__Point localization data__
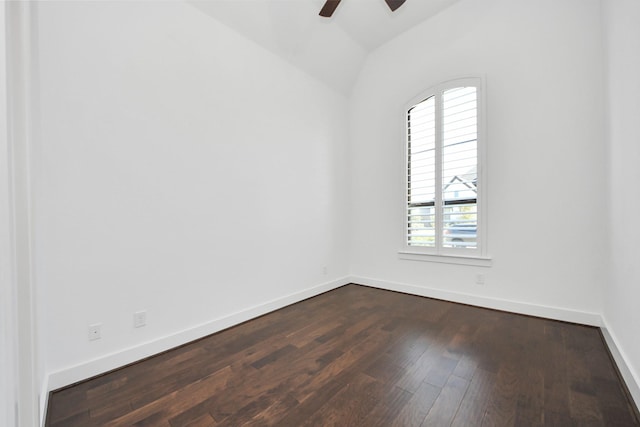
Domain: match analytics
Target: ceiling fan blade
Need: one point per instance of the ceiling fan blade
(329, 7)
(394, 4)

__TASK INSTRUCTIONS__
Please reproduce the data above word for word, skipping all images.

__COMPLETED EXERCISE__
Domain: match analytics
Target: ceiling fan blade
Need: one point per instance of the ceiling fan blade
(329, 7)
(394, 4)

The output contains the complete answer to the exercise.